Text excerpt:
_ _ _ _
Giving Out Private Data for Discount in Insurance


By Tara Siegel Bernard

Andrew Thomas’s life insurer knows exactly when he arrives at his local gym. The company is notified when he swipes his membership card, and 30 minutes later, it checks that he is still there, tracking his location through his smartphone.

The insurance company has a vested interest in keeping Mr. Thomas alive and well. In return for sharing his exercise habits, his cholesterol level and other medical information, Mr. Thomas, a 51-year-old medical publisher who lives in Johannesburg, earns points, which translate into premium savings and other perks. By staying in good shape, it is less likely that Discovery, his insurer, will have to pay out his life and disability policies.

“Every Saturday morning, just for playing golf, I get points,” said Mr. Thomas, who said he received about 9 percent back on his life insurance premiums for each of the last five years. “It is trying to make people live a healthy lifestyle.”

Now John Hancock will become the first life insurance company to introduce a similar program for American consumers. The program, being announced Wednesday, will apply to both term and universal life insurance policies and is being operated through a partnership with Vitality, a global wellness company that already works with employers and health insurers in the United States.

The concept — which has been used in South Africa, where Vitality is based, Europe, Singapore and Australia — has the potential to transform the way life insurance is priced, at least for consumers who are willing to continually share their health data. But it also raises questions about how that information will be protected — and whether it could be used in ways that ultimately work against a consumer’s best interests.


The new program also upends the traditional approach to life insurance underwriting, which typically bases its pricing on a detailed but static snapshot of a person’s medical status. Now, John Hancock’s term and universal policies will be priced continuously, at least for consumers who choose the Vitality program.

John Hancock and Vitality, which is owned by Discovery, said the information would not be sold and would be shared only with entities that help with the program’s administration, though the aggregate data could be used to inform the development of new insurance products.

Nonetheless, some specialists expressed privacy concerns.


All customers participating in the program will start by paying a premium priced at the gold level. That is a discount of about 9 percent for a 45-year-old man who bought a $500,000 term insurance policy that covered a 20-year period: He would pay $750 annually, compared with the $825 it would cost outside of the Vitality program.


The strategy also tries to tap into the way humans are naturally wired: There is generally no immediate tangible benefit to life insurance, but this program is structured to try to change that.

“People respond far more to immediate gratification than delayed gratification,” said Dr. Kevin Volpp, director of the Center for Health Incentives and Behavioral Economics at the Leonard Davis Institute. (He has done consulting work for Vitality.)


Vitality’s research has found that Americans are generally five years older than their actual age, after taking into account various health and wellness factors. All participating policyholders will be given a “Vitality age,” which will help the program set personal guideposts.


John Hancock, which operates in all 50 states, said the universal life program had been approved by insurance regulators in 30 states, while the term program is available in 20 states; more states are expected to be announced throughout the year. It said no regulators had declined to approve it yet.

“It changes the paradigm of life insurance,” Dr. Volpp said. “In some sense, it tries to change your insurance into less of a passive vehicle that pays the bills if something happens, into a more active vehicle to get people to lower their risk.”
_ _ _ _
Material shown:
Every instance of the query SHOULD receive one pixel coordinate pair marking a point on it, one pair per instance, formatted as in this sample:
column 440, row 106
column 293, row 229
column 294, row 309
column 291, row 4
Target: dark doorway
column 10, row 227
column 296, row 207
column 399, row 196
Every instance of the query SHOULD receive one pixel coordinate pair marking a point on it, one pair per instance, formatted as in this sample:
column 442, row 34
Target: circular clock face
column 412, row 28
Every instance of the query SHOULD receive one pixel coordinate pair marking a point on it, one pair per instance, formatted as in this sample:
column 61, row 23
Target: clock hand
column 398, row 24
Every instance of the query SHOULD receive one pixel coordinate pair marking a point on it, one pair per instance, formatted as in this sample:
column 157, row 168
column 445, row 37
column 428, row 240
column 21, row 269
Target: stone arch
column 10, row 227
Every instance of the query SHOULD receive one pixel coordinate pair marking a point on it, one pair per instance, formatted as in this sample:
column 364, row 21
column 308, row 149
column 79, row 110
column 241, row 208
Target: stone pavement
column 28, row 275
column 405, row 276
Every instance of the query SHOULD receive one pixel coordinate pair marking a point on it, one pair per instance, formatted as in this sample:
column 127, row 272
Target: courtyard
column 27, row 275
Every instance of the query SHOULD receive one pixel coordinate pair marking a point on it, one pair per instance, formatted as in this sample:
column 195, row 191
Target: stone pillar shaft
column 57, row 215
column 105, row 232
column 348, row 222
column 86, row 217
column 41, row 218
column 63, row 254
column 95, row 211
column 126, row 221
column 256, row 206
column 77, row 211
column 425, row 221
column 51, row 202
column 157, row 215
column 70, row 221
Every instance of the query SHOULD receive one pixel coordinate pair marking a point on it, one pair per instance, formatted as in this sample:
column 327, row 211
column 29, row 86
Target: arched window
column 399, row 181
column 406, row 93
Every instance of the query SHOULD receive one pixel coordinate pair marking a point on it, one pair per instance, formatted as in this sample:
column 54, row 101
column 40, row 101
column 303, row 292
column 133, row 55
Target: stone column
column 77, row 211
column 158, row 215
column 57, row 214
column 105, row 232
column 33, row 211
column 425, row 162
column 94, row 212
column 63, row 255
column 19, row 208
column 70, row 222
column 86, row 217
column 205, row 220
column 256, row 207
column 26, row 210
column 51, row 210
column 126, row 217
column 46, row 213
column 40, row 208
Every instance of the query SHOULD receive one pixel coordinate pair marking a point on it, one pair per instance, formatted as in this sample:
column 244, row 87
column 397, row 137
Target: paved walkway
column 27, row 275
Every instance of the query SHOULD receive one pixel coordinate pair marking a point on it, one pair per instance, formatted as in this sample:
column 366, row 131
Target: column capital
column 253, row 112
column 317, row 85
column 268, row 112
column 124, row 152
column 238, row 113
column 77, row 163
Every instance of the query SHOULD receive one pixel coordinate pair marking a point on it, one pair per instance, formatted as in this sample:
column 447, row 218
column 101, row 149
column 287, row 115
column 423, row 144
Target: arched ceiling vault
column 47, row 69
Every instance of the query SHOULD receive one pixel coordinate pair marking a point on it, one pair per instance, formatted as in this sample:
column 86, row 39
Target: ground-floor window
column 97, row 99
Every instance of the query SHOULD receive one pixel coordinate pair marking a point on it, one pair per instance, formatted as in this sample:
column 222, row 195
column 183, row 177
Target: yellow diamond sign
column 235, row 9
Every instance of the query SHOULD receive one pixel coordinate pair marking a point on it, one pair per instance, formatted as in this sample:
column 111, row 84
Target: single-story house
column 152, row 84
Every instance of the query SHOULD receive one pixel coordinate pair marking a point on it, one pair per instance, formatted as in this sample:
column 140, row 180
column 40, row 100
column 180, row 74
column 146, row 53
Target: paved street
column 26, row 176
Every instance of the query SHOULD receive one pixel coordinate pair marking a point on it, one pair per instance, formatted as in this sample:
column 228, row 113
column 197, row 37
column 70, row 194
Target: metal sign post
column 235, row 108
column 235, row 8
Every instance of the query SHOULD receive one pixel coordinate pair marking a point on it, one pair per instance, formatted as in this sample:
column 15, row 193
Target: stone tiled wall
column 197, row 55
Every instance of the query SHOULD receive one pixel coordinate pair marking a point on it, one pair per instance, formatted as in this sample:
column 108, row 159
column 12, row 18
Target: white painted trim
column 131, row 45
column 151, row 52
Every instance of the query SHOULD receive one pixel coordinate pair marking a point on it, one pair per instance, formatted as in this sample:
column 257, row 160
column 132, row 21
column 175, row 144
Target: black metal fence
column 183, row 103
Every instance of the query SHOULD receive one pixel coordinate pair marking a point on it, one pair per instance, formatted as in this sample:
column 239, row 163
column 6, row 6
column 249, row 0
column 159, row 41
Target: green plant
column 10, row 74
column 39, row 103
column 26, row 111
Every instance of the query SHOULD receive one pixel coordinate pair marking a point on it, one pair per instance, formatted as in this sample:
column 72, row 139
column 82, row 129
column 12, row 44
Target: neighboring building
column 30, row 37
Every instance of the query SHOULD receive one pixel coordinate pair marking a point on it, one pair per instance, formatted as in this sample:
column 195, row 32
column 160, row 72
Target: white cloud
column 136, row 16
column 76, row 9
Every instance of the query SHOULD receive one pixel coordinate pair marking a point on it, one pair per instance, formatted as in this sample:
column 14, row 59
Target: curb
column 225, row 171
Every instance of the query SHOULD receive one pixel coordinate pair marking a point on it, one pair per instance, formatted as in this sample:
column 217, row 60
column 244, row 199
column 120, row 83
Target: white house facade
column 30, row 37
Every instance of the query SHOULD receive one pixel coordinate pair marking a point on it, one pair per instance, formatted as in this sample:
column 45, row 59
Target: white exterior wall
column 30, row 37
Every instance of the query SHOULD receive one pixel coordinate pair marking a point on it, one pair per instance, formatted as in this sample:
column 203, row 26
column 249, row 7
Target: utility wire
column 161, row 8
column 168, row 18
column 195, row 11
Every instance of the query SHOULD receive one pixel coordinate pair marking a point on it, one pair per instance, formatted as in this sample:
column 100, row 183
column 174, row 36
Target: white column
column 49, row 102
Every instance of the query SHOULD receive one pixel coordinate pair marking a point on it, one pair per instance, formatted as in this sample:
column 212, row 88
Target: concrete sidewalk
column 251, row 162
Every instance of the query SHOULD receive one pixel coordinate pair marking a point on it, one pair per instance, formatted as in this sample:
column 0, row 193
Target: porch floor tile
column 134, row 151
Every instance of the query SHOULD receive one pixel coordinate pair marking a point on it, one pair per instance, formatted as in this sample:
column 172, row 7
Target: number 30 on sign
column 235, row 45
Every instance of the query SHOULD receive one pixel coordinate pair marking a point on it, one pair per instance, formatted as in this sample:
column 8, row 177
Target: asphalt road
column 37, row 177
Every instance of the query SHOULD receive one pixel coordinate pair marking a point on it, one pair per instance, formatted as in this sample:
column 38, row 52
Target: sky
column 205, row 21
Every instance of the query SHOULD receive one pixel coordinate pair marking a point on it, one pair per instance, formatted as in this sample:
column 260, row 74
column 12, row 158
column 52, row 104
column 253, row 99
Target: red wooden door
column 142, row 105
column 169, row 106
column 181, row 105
_ _ _ _
Exercise brief:
Decide whether each statement below agrees with the article on giving out private data for insurance discounts, answering yes or no and quoting the words from the article that settle it.
1. The John Hancock program will apply to both term and universal life insurance policies.
2. The term program is available in 30 states.
3. Everyone in the program starts out paying a premium priced at the silver level.

Solved exercise:
1. Yes: "will apply to both term and universal life insurance policies"
2. No: "the term program is available in 20 states"
3. No: "All customers participating in the program will start by paying a premium priced at the gold level."